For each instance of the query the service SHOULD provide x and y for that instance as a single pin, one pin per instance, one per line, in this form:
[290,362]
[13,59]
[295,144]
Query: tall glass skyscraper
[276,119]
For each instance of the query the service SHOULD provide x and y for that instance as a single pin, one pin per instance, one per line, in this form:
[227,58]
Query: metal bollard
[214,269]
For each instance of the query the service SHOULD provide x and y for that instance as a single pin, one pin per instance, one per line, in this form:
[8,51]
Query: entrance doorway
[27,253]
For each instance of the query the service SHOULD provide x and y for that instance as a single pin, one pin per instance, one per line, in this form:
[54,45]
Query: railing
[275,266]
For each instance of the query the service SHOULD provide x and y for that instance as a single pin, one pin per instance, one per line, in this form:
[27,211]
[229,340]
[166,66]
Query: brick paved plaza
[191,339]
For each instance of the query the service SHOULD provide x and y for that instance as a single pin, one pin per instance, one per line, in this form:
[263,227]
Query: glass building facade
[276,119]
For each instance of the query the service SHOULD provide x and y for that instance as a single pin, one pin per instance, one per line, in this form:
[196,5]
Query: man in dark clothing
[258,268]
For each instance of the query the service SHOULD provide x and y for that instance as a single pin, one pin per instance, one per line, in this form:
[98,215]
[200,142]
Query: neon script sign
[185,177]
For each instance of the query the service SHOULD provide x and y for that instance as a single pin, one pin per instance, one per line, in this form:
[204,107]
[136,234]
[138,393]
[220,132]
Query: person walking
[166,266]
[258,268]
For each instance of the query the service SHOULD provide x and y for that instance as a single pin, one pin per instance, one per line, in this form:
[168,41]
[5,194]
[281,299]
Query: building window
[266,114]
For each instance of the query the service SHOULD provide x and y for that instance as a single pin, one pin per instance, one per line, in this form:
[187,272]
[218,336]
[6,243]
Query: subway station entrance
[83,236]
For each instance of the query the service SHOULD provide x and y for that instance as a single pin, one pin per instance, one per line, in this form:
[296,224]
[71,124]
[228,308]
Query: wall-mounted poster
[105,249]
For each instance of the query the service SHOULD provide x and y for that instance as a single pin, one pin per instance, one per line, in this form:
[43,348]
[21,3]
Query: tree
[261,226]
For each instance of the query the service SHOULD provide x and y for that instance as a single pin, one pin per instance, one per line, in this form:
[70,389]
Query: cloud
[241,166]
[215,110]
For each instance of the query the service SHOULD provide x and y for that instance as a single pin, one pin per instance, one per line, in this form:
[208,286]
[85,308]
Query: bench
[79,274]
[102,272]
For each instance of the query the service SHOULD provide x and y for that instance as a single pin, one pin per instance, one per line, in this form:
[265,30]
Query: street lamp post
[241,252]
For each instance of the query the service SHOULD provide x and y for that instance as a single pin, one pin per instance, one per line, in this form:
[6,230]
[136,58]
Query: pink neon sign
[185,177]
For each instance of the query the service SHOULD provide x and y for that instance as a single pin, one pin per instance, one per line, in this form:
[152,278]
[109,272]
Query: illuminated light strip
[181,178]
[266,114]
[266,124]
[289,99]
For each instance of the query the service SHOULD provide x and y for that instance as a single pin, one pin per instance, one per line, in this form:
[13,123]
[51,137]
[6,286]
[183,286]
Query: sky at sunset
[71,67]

+++++

• Problem to work on: Print all of the entries exactly as they are written.

• Complete response:
For each instance of the query the service SHOULD provide x and y for that instance as a single pin, one pin per instance, one per line, in this form:
[290,362]
[13,59]
[295,144]
Query: tall glass skyscraper
[276,119]
For each instance of the query the service SHOULD provide x and y for that instance as a single pin, one pin per instance, one per line, in this form:
[227,58]
Query: metal bollard
[214,269]
For each instance of the query the service SHOULD provide x and y for that instance as a single pin, one pin per instance, one per line, in this form:
[8,51]
Query: entrance doorway
[27,253]
For each instance of the query the service SHOULD provide x and y for that instance as a single pin, one pin per instance, one per line, in this form:
[54,45]
Query: railing
[275,266]
For each instance of the query the service SHOULD provide x and y for that instance as a single pin, one pin per instance, one per line, in this form:
[27,211]
[229,340]
[166,66]
Query: brick paved plaza
[191,339]
For each instance of the query the service SHOULD provide x and y for that instance as a single pin, one pin per instance, one per line, in this form:
[263,227]
Query: glass building facade
[276,119]
For each instance of the query the service SHOULD provide x and y for that instance as a single pin, one pin per instance, one per line, in this form:
[196,5]
Query: man in dark clothing
[258,268]
For each instance of the query the service SHOULD provide x and y for that instance as a single pin, one pin per instance, one per line, in this form:
[98,215]
[200,142]
Query: neon script sign
[185,177]
For each instance of the query the service SHOULD provide x and y for that instance as a single pin, one pin per instance, one per line, in this form:
[204,107]
[136,234]
[138,393]
[220,132]
Query: person walking
[166,266]
[258,268]
For each instance of the query the service SHOULD provide x and y for that instance as a single pin, one pin per instance, one per line, in this form:
[168,41]
[5,194]
[281,299]
Query: building window
[266,114]
For each instance of the query the service SHOULD provide x and y for that instance as a single pin, one pin per instance, one per line, in this form:
[187,272]
[218,336]
[6,243]
Query: subway station entrance
[83,236]
For each instance of the query the service SHOULD provide x and y for that instance as a single pin, one pin per instance, one per line, in this form:
[296,224]
[71,124]
[228,308]
Query: wall-mounted poster
[105,249]
For each instance of the query the service SHOULD provide x and y for that instance as a single pin, one pin per instance, one per line, in this form:
[43,348]
[21,3]
Query: tree
[261,226]
For each instance of the query the service SHOULD provide x and y for that instance as a single pin, one pin per instance, one per line, in this form:
[70,389]
Query: cloud
[241,166]
[215,110]
For each instance of the query the service SHOULD provide x and y for that instance as a single pin, one pin per instance, one per line, in this form:
[208,286]
[85,308]
Query: bench
[79,274]
[102,272]
For each instance of the query the service SHOULD provide x and y for that instance as a single pin, one pin per instance, one per line, in this form:
[265,30]
Query: street lamp post
[241,252]
For each instance of the query the service SHOULD provide x and y for that instance as a single pin, one pin per instance, one per line, in this form:
[6,230]
[136,58]
Query: pink neon sign
[185,177]
For each instance of the query the service SHOULD provide x and y for that instance as a single pin, one pin per instance, one per line, in this form:
[152,278]
[109,272]
Query: illuminated light strip
[181,178]
[266,114]
[266,124]
[289,99]
For each instance of the query the service SHOULD provide x and y for that instance as a single pin, one pin per instance, one per line, in this form:
[13,123]
[51,137]
[6,286]
[183,286]
Query: sky at sunset
[71,67]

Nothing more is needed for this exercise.